## Instructions for the task:
Return every line of the records below verbatim, with no pictures in the copy.

************

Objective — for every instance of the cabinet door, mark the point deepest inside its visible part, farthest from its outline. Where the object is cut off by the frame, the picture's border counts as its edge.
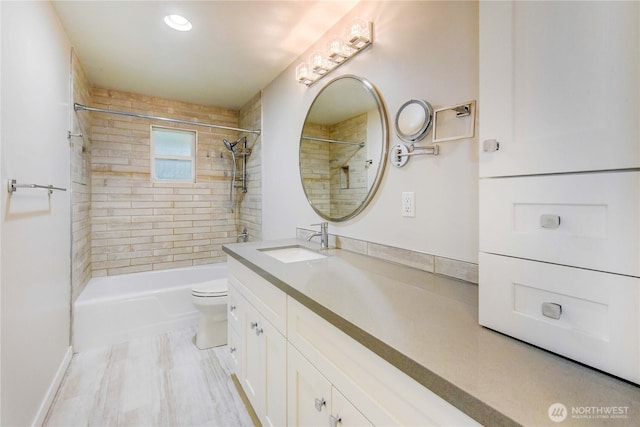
(275, 353)
(559, 86)
(255, 370)
(309, 393)
(344, 412)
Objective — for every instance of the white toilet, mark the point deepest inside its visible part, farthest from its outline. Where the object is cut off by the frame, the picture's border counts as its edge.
(210, 298)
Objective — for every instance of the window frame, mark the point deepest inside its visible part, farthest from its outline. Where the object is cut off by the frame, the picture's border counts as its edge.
(154, 156)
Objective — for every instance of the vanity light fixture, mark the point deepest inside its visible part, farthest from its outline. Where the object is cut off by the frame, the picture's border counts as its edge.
(178, 22)
(339, 49)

************

## Answer to this task:
Objective — for every instance of the cabinet door, mark the point deepest inside its visible part, farthest from its outline. Where the object is cut off by the frame, the picture's border counts as its edge.
(275, 353)
(559, 86)
(255, 370)
(309, 393)
(344, 412)
Objective — for every instance of the white toilet, mark the point deepest inside its visible part, farthest from its outline. Where the object is cut off by the frame, the picture's border counts as its edge.
(210, 298)
Objective — for every instance of the window frame, mark the point deepest inside its visible part, farthest from its outline. Where the object is cut off by the frame, the picture's border counts as its edge.
(154, 156)
Objective — for every instance of the vanity light fixture, mark the point deepest inside its visible part, farthest from its outline. Where the object is cut off by the frame, the picture's border counts as its edge.
(178, 22)
(339, 49)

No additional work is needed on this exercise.